## JOBS
**A)** Transcribe the wayfinding text from "Wayfinding—or using literal" to "inform those journeys." without any changes.
**B)** Go on with the wayfinding text from the point where it stops.

··· DOCUMENT ···

Wayfinding—or using literal and subliminal indicators in the built environment to aid in navigation—caters to the most basic, and I would argue best, of the human condition: people getting around on their own two feet. Walking has been shown to improve moods, it’s good for your health, and it’s the most sustainable form of transportation. Also, just as we’re seeing a return to dense, walkable urban centers like the cities of old (and the active transportation that goes with them), we’re seeing a surge in need for wayfinding systems that enhance and inform those journeys.

The Wonderful World of Wayfinding

In the world of wayfinding, Kevin Lynch is king. An urban planner practicing in the 1960s, Lynch created a system of analyzing people’s internal navigation systems in space. Through studying several North American cities and people’s mental maps of the built form, he discovered five key elements that were constant in our perception of urban space: nodes, edges, landmarks, paths, and districts. In wayfinding work today, researchers and designers continue to use these tools when working out the best places to put information products—the signs and signifiers of wayfinding—or what needs to be shown at a particular location. Putting ourselves in the pedestrian’s shoes is absolutely necessary to deliver what is called the “whole journey” concept: the right information, at the right time, in the right format.

In today’s 21st-century world of smartphones and mapping platforms, you would be excused for wondering why physical maps of city streets are even necessary anymore. What I love about wayfinding is that it’s so much more than just maps. It’s really about the democratic use of public space and adding to a larger concept known as “complete streets.”

··· SUPPLIED MATERIAL ···

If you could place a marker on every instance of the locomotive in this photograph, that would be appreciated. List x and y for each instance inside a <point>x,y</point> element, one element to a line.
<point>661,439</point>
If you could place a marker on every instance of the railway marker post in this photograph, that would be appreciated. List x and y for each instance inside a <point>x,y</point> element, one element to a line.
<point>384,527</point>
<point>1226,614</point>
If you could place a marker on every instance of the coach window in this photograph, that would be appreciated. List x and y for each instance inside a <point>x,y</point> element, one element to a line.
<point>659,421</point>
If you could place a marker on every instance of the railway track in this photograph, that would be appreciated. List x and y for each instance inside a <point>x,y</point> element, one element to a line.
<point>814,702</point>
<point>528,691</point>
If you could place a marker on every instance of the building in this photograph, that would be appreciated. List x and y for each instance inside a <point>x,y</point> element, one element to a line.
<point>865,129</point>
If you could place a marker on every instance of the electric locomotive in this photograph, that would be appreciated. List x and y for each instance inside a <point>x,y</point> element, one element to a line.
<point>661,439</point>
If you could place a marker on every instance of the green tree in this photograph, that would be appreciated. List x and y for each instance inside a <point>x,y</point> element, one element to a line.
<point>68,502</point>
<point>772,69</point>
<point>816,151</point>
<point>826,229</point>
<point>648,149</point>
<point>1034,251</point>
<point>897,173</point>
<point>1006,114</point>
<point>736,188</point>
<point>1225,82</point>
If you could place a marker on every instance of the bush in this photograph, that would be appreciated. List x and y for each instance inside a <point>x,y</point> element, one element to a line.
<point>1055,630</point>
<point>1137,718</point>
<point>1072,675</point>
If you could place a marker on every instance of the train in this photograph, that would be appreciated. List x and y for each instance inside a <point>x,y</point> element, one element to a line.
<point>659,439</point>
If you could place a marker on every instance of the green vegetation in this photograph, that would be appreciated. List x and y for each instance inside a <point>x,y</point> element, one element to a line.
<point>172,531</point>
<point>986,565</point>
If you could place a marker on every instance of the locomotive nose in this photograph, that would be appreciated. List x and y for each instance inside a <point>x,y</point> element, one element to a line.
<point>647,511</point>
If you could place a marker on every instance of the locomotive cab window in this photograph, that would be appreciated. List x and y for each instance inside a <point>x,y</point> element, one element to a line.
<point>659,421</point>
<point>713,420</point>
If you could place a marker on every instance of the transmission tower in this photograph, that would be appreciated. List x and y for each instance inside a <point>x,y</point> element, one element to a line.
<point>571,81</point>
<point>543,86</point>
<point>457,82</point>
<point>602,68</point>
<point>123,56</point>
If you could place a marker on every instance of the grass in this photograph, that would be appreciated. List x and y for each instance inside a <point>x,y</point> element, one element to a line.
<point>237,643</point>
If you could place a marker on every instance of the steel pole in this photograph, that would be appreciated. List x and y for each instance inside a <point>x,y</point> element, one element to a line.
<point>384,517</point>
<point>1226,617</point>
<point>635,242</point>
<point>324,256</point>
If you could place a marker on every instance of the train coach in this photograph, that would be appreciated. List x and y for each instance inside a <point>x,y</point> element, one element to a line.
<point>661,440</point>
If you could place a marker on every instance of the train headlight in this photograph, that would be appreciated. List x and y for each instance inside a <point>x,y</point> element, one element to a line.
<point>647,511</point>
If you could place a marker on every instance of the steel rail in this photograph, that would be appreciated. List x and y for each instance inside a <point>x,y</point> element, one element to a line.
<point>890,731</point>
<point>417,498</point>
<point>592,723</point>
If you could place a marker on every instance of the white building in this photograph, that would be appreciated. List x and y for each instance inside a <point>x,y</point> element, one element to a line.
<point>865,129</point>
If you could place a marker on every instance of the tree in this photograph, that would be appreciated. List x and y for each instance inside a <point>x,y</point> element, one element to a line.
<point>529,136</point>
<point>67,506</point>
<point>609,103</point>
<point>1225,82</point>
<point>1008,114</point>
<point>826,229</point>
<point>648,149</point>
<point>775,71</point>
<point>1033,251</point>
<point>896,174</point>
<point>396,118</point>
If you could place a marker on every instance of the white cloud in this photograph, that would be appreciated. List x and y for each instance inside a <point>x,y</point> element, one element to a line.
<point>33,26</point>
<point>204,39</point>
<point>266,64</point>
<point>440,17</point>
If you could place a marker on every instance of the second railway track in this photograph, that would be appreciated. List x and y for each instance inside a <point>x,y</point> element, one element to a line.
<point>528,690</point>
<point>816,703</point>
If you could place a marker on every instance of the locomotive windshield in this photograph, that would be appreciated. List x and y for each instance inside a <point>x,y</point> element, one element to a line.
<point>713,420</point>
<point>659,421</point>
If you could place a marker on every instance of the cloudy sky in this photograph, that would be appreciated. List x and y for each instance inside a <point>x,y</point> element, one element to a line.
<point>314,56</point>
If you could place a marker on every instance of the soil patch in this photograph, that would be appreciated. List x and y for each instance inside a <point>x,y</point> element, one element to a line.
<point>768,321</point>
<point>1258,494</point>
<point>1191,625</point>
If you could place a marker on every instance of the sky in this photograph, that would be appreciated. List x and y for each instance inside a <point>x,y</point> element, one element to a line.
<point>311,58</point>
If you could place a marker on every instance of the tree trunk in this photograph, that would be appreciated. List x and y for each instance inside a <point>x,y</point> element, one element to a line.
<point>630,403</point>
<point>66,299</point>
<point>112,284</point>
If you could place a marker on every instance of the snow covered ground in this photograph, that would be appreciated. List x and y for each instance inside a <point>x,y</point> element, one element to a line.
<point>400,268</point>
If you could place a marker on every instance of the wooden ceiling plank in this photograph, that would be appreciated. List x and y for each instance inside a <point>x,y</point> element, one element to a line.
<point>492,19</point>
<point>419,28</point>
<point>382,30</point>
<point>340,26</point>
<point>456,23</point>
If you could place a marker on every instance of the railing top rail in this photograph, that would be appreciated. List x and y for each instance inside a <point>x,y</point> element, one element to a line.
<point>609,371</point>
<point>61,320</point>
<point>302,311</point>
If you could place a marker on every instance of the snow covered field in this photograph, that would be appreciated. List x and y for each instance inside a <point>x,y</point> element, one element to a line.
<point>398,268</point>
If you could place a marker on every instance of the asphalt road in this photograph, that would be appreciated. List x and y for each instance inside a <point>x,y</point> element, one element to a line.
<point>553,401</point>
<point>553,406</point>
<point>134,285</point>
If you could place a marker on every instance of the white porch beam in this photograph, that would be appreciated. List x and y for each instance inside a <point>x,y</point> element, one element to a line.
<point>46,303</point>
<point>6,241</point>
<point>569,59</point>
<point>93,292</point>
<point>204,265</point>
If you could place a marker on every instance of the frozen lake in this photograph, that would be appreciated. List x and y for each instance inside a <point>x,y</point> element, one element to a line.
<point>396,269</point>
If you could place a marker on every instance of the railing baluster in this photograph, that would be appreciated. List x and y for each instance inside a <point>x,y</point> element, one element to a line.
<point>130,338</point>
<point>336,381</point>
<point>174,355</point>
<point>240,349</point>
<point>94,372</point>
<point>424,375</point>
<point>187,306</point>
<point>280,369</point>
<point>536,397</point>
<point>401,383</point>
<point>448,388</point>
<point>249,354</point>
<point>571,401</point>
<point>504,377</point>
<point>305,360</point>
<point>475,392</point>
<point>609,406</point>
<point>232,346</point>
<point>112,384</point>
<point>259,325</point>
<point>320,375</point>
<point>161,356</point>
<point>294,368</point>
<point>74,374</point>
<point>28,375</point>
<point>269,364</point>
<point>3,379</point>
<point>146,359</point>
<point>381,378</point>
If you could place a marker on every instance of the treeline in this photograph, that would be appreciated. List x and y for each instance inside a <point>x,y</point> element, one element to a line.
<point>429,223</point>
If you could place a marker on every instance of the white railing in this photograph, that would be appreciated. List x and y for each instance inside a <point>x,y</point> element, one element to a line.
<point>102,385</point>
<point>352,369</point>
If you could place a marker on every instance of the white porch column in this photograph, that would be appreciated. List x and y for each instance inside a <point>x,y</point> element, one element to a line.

···

## RESPONSES PER TASK
**A)**
Wayfinding—or using literal and subliminal indicators in the built environment to aid in navigation—caters to the most basic, and I would argue best, of the human condition: people getting around on their own two feet. Walking has been shown to improve moods, it’s good for your health, and it’s the most sustainable form of transportation. Also, just as we’re seeing a return to dense, walkable urban centers like the cities of old (and the active transportation that goes with them), we’re seeing a surge in need for wayfinding systems that enhance and inform those journeys.

**B)**
Along with such complete street improvements as dedicated lanes for active transportation (buses, bikes), street trees, wider sidewalks, benches, cafe seating, and shortened (and safer) crosswalks, wayfinding fits nicely in the streetscape to encourage and aid you in exploring your city by foot. More than this, wayfinding is also a part of the subtle cues in the built environment. An overflowing trashcan, chalk on the sidewalk, burnt out street lamps, and “no loitering” signs—all of these have a near-subconscious impact on our reading of space. The many signs, advertisements, and even subliminal signals like those listed above make for a confusing urban soup of information to process. Having wayfinding present acts as a beacon and often eliminates clutter in the landscape by consolidating information, making it easier to navigate the city. Even if you’re relatively sure of your direction, double-checking the route on the nearest wayfinding sign is reassuring and gives you the confidence you need to keep on walking.

This kind of information in public space is also democratic space in action. Your ability to impact or influence the environment around you is a part of your right to the city—but so is your access to information. With wayfinding, the information is given to you by a variety of products, at no charge, for whatever destination you may have. Every part of your journey gives you the information you need at that time—from planning your trip in your house to making that transfer connection at a bus stop. This information can include anything from a website and app to a print map or signpost on the street.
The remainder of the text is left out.